Exercise brief - Report back each line of the data that contains the word "every".

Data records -
⟨

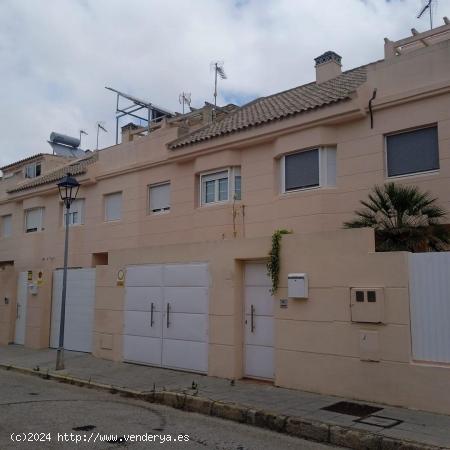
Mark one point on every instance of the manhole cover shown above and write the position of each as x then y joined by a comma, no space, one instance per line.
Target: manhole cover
379,421
352,409
84,428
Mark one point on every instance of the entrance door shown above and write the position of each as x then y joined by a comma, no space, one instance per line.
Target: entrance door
258,323
166,316
80,301
21,308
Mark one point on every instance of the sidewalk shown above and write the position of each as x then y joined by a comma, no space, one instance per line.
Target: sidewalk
295,412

⟩

Written answer -
Mark one point on every instance of the manhole cover shown above and write the position of each as x then y joined by a comma, no space, one instance per line.
Mark one point on every instance of the entrance door shown above and write the position of each as x then y joined by a comma, no space, one instance per line.
Mark one point on every instance of the sidewalk shown above and write the position of each as x then y joined by a comma, no space, one instance per line.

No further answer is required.